Task data ->
[Start of section]

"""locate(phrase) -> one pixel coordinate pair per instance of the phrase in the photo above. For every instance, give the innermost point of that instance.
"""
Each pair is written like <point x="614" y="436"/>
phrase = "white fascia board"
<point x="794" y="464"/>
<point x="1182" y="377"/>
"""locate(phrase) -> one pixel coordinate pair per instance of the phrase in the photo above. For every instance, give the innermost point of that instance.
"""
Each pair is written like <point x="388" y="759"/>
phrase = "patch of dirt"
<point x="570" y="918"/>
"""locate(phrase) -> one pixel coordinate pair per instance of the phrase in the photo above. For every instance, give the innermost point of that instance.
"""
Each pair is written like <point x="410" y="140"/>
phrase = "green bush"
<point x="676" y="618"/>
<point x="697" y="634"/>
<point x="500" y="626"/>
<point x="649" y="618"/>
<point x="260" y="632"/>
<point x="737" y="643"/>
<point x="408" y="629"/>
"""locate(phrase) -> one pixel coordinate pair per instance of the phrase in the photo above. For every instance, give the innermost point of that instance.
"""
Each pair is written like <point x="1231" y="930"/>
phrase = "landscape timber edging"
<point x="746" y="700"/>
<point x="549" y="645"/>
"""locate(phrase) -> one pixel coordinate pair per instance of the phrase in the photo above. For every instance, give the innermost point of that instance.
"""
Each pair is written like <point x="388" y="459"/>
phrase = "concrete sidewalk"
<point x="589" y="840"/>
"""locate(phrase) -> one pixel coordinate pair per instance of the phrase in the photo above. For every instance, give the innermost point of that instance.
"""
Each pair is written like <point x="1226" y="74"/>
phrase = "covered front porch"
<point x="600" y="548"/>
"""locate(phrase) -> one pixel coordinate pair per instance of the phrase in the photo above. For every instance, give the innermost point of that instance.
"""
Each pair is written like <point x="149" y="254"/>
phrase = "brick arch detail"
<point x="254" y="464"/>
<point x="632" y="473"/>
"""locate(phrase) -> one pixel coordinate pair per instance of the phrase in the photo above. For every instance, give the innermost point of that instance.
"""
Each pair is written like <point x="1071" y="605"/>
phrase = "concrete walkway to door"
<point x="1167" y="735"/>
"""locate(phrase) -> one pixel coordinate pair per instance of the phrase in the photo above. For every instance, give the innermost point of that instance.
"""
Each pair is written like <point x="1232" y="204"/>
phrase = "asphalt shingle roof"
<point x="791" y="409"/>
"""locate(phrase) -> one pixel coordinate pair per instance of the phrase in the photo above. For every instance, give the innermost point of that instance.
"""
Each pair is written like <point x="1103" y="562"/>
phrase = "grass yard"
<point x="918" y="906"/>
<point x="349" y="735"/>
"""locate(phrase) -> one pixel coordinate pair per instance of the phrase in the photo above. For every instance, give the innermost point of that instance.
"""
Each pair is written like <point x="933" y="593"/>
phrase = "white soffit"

[End of section]

Instructions to follow -> From the first line to the last, copy the data exactly.

Task result ->
"""locate(phrase) -> one pixel coordinate pair per instance of the phrase in the photo above. For every instance, give the innermost point of that instance.
"""
Each pair is written like <point x="614" y="436"/>
phrase = "white fascia board"
<point x="794" y="464"/>
<point x="1182" y="377"/>
"""locate(phrase) -> one pixel coordinate pair per instance of the phrase in the photo above. For every instance, give the innermost point of that instance.
"""
Each pair is written like <point x="388" y="759"/>
phrase = "patch of dirt"
<point x="570" y="918"/>
"""locate(phrase) -> one pixel coordinate pair per instance of the phrase in the photo above. For every instance, give the innermost point of that instance.
"""
Each pair is written like <point x="410" y="140"/>
phrase = "green bush"
<point x="676" y="618"/>
<point x="697" y="634"/>
<point x="500" y="626"/>
<point x="649" y="618"/>
<point x="260" y="632"/>
<point x="737" y="643"/>
<point x="408" y="629"/>
"""locate(phrase) -> one pixel coordinate pair per instance of the phrase in the photo above. For every instance, give the innermost point of that instance.
"""
Each pair is written like <point x="1231" y="930"/>
phrase = "landscape timber edging"
<point x="746" y="700"/>
<point x="549" y="645"/>
"""locate(phrase) -> one pixel coordinate pair per instance of the phrase in the photo above. For every instance, give the innermost point of that instance.
"""
Each pair is written like <point x="388" y="459"/>
phrase = "concrete sidewalk"
<point x="589" y="840"/>
"""locate(phrase) -> one pixel coordinate pair per instance of the phrase in the photo above. For every instance, give the innermost point of that instance.
"""
Each pair is written like <point x="1226" y="74"/>
phrase = "covered front porch"
<point x="600" y="548"/>
"""locate(phrase) -> one pixel coordinate pair per instance of the phrase in the photo above. For every instance, give the innermost point of that instance.
"""
Each pair is written like <point x="149" y="254"/>
phrase = "brick arch detail"
<point x="254" y="464"/>
<point x="632" y="473"/>
"""locate(phrase) -> one pixel coordinate pair per instance of the phrase in the photo above. For every instance, give the innermost point of that instance.
"""
Each pair is written like <point x="1071" y="605"/>
phrase = "concrete walkway to door"
<point x="1167" y="735"/>
"""locate(phrase) -> one pixel coordinate pair per instance of the phrase in the photo above. For every instance, give the innermost point of that instance.
"""
Each pair is written like <point x="1232" y="204"/>
phrase = "asphalt shingle roof"
<point x="791" y="409"/>
"""locate(phrase) -> one pixel coordinate pair per instance of the phrase in the photo above. For every instance, give the innermost point of that instance.
"""
Each pair is written like <point x="1103" y="562"/>
phrase = "grass yard"
<point x="918" y="906"/>
<point x="349" y="735"/>
"""locate(phrase) -> one pixel coordinate pair per instance of the phrase in the photo above. For every instance, give the innermost point of that instance.
"""
Each pair is written like <point x="933" y="593"/>
phrase = "white soffit"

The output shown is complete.